BEGIN SUPPLIED INFORMATION

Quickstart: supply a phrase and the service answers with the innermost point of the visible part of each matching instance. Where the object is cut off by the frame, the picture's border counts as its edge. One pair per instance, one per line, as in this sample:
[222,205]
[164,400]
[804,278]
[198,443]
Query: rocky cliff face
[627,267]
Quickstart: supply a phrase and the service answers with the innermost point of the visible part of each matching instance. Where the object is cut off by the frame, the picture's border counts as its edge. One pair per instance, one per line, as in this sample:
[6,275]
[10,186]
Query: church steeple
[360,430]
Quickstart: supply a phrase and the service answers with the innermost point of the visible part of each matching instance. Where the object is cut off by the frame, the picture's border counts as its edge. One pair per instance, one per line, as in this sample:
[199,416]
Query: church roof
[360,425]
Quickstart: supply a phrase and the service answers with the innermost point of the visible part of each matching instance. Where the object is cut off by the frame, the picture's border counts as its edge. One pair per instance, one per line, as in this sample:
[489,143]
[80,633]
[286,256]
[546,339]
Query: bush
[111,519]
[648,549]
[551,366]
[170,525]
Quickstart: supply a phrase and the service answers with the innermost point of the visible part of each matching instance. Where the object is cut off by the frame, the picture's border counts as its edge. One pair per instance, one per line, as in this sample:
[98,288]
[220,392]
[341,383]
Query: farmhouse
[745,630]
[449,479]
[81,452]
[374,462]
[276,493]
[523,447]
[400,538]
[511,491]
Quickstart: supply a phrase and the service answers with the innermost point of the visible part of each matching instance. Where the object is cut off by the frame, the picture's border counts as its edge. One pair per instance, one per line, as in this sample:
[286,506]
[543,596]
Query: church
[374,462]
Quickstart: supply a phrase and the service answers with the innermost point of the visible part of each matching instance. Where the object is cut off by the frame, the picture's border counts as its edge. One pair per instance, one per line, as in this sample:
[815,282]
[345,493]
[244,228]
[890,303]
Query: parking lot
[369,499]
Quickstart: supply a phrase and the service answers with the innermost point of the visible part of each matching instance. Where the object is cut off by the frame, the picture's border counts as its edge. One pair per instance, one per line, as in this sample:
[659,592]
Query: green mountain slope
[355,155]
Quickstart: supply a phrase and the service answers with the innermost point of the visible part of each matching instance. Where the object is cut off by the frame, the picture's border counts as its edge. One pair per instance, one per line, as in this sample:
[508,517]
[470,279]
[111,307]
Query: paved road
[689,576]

END SUPPLIED INFORMATION

*WORK TO COMPLETE*
Reproduce the entries above in full, precisely as written.

*RESPONSE TO THIS TASK*
Quickstart: supply a phrase and the service answers with the innermost point of the visible part of each matching instance. Where the object is cut off by the frame, the picture's border counts as its edge. One pair per instance, one per line, as in this sample:
[222,205]
[164,400]
[804,278]
[198,443]
Query: rocky cliff face
[627,267]
Quickstart: supply a phrase and the service answers with the innermost point of the visible part of each matching instance. Where the object is cut off by the frame, the picture's border counts as its edge. One pair per instance, one per line, as in this sample:
[6,275]
[10,186]
Query: church steeple
[360,430]
Quickstart: supply a phrase and the service answers with the innermost point of the visible part of each matching instance. Where the object is cut off by the frame, the picture's border counts as its edge. One pair per instance, one per line, as in this sample:
[199,416]
Query: church roof
[360,425]
Quickstart: supply a phrase and the service answers with the innermost point of the visible part of each matching instance. Where the object is cut off by the frame, the picture's border counts as its edge. One pair per instance, one per line, as in this sample:
[489,143]
[80,633]
[286,256]
[546,339]
Query: bush
[111,519]
[648,549]
[551,366]
[170,525]
Quickstart: supply a phrase and the service answers with the innermost point of the visible part of each matching instance. Where the object is cut off by the frame, the picture's border counts as its edge. One pair per instance, one per line, as in this sample:
[98,288]
[220,392]
[341,383]
Query: farmhouse
[745,630]
[449,479]
[81,452]
[374,462]
[276,493]
[523,447]
[400,538]
[511,491]
Quickstart: supply a phrase and the service answers with the innermost point of the visible part of each matching instance. Where the object is cut off by the frame, the picture's border counts as its edge. One pair per instance, one per line, as in this sample:
[286,506]
[543,596]
Query: church
[374,462]
Quickstart: supply a phrase and the service answers with the innermost point of the visible part of each matching instance. Where the object is cut off by the frame, the picture's border counts as its edge. One pair per instance, one per line, as in this sample:
[815,282]
[345,493]
[244,228]
[890,303]
Query: parking lot
[369,499]
Quickstart: supply a phrase and the service answers with the innermost point of the visible part of each matching instance. Where the object is cut off by the frame, the picture's border counts as its edge. One pair per instance, one per line, as in this sample:
[659,592]
Query: green mountain slope
[355,155]
Quickstart: supply a phrase and the service answers with the innermost point of the visible part of each matching instance. Where the object is cut off by the frame, the picture's border counts as its edge. One pair per instance, one per line, as in this sample:
[508,517]
[470,279]
[111,307]
Query: paved road
[689,576]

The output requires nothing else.